**Records for this exercise**:
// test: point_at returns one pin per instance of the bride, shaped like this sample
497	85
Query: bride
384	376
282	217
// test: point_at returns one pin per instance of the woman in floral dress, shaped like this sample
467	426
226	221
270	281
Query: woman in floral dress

--

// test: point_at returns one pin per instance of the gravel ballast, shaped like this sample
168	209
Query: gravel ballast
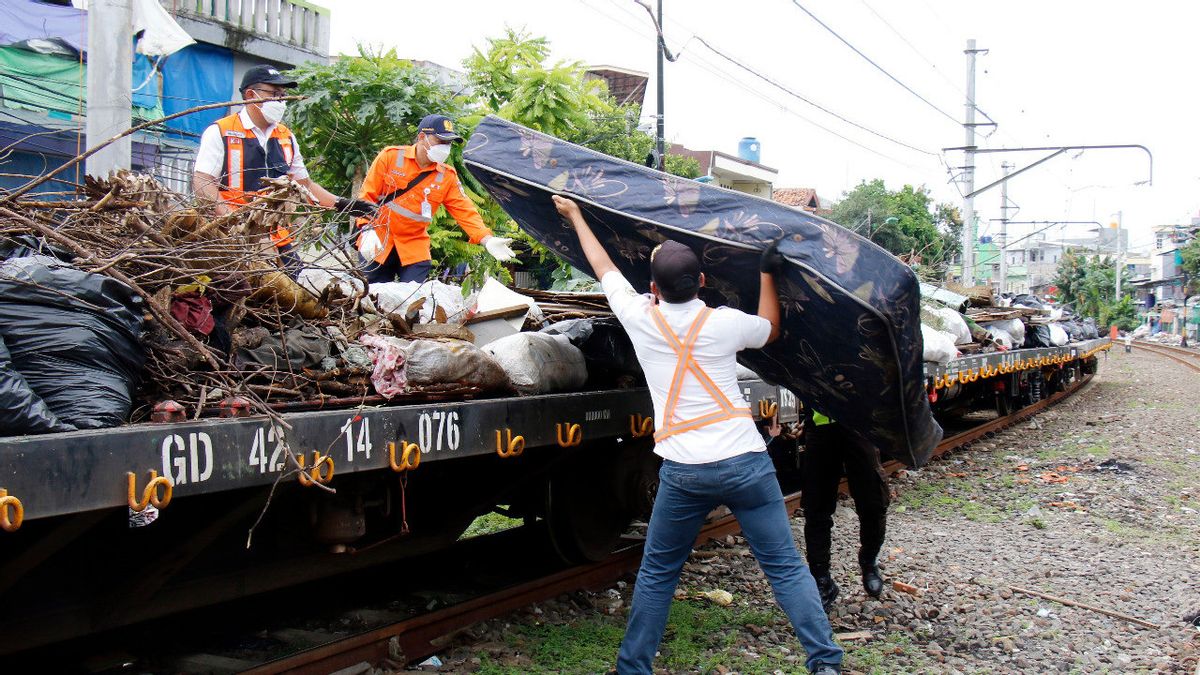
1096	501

**Set task**:
List each line of the material that contains the word "returns".

**Worked answer**:
// test: point_at returns one pin per instance of the bride, shaped like this sample
// test: point_at returns one pin per instance of the woman in floral dress, shaped like this sample
// test: point_at returns one pin per instance of the gravel ballast, shaped like this sample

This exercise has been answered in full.